Passage to read:
——————

Prof. Ramaswamy's research has been on studying the mechanics of a combined system of particles in a fluid in which the particles are swimming around. An important early influence on his work was the theory of flocking due to a group at IBM and at the University of Oregon. He has also collaborated fruitfully with experimenters at IISc., and at the University of Massachusetts Amherst creating non-living analogues to self-propulsion. “Our group in Bangalore, including colleagues at the Raman Research Institute and the National Centre for Biological Sciences, developed new insights into the problem by combining ideas from the physics of liquid crystals with known ideas in the physics of swimming organisms.” “Interestingly,” he says, “precisely the same equations were developed independently but later by a Paris-Dresden group in a cell biology context.”

His interests

Despite his interest in understanding how biological forms behave in the medium in which they exist, Prof. Ramaswamy does not consider himself a biophysicist in the sense in which the term is currently used. “My interest is in the collective properties of matter,” he says. Apart from self-propelled matter, his work with students and colleagues covers dense fluids and how they change to glass; driven colloidal suspensions; powders and grains; how quantum-mechanical systems settle down to equilibrium; and phase transitions in ecology. The number of researchers in India working in the area of the physics-biology interface would be in the tens, according to him. A physicist by training, he says, “This has not been the central enterprise of physics.”

——————

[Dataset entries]
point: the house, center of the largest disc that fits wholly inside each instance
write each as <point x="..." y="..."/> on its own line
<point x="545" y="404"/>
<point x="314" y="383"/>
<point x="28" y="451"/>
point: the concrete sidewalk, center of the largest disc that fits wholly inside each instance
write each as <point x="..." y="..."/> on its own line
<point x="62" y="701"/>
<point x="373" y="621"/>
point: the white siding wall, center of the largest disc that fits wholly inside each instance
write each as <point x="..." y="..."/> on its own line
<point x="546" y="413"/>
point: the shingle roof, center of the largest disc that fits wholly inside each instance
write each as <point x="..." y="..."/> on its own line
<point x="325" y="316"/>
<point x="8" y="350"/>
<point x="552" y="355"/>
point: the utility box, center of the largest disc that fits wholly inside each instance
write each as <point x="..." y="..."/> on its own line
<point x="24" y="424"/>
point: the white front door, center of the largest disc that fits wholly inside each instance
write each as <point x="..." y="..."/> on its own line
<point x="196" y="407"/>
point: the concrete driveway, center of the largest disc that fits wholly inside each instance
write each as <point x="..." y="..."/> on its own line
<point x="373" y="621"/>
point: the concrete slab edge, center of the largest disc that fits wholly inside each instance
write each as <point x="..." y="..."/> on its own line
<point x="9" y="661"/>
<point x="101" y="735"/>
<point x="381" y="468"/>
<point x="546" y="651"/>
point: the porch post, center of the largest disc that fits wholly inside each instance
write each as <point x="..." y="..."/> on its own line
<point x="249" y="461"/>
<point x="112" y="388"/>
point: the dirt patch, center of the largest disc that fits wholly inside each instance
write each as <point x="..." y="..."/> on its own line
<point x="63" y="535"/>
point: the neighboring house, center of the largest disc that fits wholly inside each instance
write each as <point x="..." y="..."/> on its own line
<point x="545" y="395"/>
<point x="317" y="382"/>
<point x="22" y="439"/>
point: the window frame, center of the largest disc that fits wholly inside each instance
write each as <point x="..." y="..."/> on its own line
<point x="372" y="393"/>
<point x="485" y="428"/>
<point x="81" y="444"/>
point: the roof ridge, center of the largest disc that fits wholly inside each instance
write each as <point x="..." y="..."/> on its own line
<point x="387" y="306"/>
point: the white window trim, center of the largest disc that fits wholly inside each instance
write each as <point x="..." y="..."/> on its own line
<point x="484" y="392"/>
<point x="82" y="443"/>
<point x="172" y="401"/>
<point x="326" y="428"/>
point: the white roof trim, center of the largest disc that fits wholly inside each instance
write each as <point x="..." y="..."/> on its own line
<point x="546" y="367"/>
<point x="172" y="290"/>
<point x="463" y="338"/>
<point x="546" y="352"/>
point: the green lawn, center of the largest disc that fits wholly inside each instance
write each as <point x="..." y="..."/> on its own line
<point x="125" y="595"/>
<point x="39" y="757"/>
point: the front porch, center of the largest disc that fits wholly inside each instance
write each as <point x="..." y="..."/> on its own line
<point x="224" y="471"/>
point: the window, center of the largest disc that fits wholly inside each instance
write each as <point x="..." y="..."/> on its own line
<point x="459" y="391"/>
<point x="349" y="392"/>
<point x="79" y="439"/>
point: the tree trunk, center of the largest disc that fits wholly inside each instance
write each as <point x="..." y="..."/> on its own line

——————

Tasks and exercises:
a. According to the passage about Prof. Ramaswamy, which physics did the Bangalore group combine with known ideas in the physics of swimming organisms?
b. Say whether each statement agrees with the passage about Prof. Ramaswamy, quoting the deciding words: (i) Prof. Ramaswamy considers himself a biophysicist in the sense in which the term is currently used. (ii) The Paris-Dresden group developed the same equations before the Bangalore group did. (iii) His work with students and colleagues covers phase transitions in ecology.

Per-task outputs:
a. The physics of liquid crystals.

b.
(i) No: "Prof. Ramaswamy does not consider himself a biophysicist in the sense in which the term is currently used."
(ii) No: "precisely the same equations were developed independently but later by a Paris-Dresden group"
(iii) Yes: "and phase transitions in ecology"